> _Exercise prompt_
Can you repeat each of the records below word for word, changing nothing?

> _Given data_
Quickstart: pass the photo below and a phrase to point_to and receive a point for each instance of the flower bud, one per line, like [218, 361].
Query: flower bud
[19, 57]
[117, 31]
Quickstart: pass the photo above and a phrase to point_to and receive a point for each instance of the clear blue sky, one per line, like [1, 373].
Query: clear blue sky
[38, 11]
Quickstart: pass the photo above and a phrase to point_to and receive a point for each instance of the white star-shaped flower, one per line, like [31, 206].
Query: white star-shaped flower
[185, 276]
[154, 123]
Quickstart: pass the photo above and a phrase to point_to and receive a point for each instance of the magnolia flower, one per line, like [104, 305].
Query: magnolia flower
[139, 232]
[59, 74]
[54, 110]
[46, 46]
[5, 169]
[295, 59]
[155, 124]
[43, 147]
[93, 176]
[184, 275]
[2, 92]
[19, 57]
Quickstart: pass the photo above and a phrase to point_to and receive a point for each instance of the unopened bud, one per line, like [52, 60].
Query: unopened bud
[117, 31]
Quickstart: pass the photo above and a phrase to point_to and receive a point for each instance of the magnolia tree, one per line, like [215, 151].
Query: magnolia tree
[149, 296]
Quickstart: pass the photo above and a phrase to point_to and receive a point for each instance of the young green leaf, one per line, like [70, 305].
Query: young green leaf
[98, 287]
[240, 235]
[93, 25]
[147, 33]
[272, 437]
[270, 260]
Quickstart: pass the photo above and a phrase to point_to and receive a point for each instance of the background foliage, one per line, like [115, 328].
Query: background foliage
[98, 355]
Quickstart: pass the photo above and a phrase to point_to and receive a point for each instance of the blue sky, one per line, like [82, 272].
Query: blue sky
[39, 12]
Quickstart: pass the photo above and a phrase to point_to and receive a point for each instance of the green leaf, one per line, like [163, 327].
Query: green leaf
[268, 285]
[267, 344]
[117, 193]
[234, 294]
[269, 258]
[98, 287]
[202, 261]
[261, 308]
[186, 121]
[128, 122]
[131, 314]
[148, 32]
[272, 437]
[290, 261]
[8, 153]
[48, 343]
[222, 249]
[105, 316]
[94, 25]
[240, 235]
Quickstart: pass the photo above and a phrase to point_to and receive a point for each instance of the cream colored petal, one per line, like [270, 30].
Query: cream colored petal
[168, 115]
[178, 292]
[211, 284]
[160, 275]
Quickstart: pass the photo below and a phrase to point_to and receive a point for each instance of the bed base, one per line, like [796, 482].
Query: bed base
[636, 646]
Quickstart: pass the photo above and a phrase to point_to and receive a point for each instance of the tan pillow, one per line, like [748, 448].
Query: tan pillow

> _Reply to the exercise_
Quickstart: pass the photo below and a phrase to point_to and receive a point for each instance of the flower bud, one per line, like [218, 361].
Query: flower bud
[19, 57]
[117, 31]
Quickstart: pass the photo above and a phrase to point_to and receive a point for each instance of the clear blue sky, one per line, like [1, 373].
Query: clear blue sky
[38, 11]
Quickstart: pass the photo above and a phrase to point_to and receive a point for each instance of the white star-shaped flower, one per line, like [31, 206].
Query: white star-shaped flower
[185, 276]
[154, 123]
Quickstart: pass the photo above and a phrase to point_to and receive a point for each instance of the magnolia flower, one per line, like [104, 305].
Query: magnolia flower
[139, 232]
[59, 74]
[54, 110]
[46, 46]
[5, 169]
[295, 59]
[155, 124]
[43, 147]
[93, 176]
[184, 275]
[2, 92]
[19, 57]
Quickstart: pass the photo above and a phrase to point_to and receive a point for each instance of the unopened bud, one per line, like [52, 60].
Query: unopened bud
[117, 31]
Quickstart: pass the photo above and a phrase to point_to and receive a point for each instance of the magnolia tree, one per line, like [215, 151].
Query: magnolia tree
[149, 296]
Quickstart: pass the photo above and a phrase to point_to and receive a point for each instance of the young green leaf, one per line, like [70, 305].
Query: young green leaf
[98, 287]
[240, 235]
[93, 25]
[147, 33]
[272, 437]
[270, 260]
Quickstart: pass the photo above and a phrase to point_to and receive a point for each instance of the background foliage, one per line, like [115, 328].
Query: background foliage
[98, 355]
Quickstart: pass the photo above and a phrase to point_to and receive a point for each instance of the blue sky, one per line, like [82, 272].
Query: blue sky
[39, 12]
Quickstart: pass the photo above and a phrase to point_to and receive a point for each instance of the green leaf, one per line, like [163, 327].
Query: green leaf
[268, 285]
[267, 344]
[117, 193]
[234, 294]
[269, 258]
[98, 287]
[202, 261]
[261, 308]
[186, 121]
[128, 122]
[131, 314]
[148, 32]
[272, 437]
[290, 261]
[8, 153]
[48, 343]
[222, 249]
[105, 316]
[94, 25]
[240, 235]
Quickstart: pass the photo above and a phrase to point_to and receive a point for each instance of the cream colored petal, one per line, like [270, 30].
Query: cream colored petal
[168, 115]
[178, 292]
[211, 284]
[160, 275]
Quickstart: pass the photo below and a phrase to point_to and receive a point for each instance of the bed base, one per line, like [796, 482].
Query: bed base
[636, 646]
Quickstart: pass the photo above and a phrase to point_to and receive a point for each instance of the tan pillow, one per line, like [748, 448].
Query: tan pillow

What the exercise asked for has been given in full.